[Entries on locating named things]
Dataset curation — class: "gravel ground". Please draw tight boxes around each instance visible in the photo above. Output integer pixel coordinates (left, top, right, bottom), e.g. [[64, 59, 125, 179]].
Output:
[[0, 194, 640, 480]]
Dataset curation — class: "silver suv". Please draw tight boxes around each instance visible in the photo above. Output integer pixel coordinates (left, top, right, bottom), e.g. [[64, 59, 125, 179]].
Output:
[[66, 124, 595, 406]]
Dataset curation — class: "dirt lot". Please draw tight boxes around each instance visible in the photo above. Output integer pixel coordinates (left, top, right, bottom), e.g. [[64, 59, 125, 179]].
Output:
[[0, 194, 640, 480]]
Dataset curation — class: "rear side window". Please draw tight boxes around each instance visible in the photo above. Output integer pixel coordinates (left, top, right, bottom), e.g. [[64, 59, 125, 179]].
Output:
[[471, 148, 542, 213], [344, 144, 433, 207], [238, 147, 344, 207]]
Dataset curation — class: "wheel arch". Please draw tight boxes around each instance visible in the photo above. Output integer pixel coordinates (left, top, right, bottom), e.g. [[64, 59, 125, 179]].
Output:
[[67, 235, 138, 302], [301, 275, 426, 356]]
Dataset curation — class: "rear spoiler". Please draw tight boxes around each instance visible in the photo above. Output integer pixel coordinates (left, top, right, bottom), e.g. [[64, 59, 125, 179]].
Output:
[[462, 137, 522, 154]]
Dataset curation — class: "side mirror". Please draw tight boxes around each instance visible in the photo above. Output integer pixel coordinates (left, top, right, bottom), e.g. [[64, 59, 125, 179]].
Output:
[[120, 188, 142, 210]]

▶ [Task directions]: Find every line in the entries above that contains the word "window", matching case exactly, and copy each of those lines.

▶ [In response]:
Dataset curation — class: "rear side window". Please draw tight boxes around each instance visible in the photo above. Output integer pixel coordinates (left, top, right, bottom), e.g. [[64, 59, 125, 179]].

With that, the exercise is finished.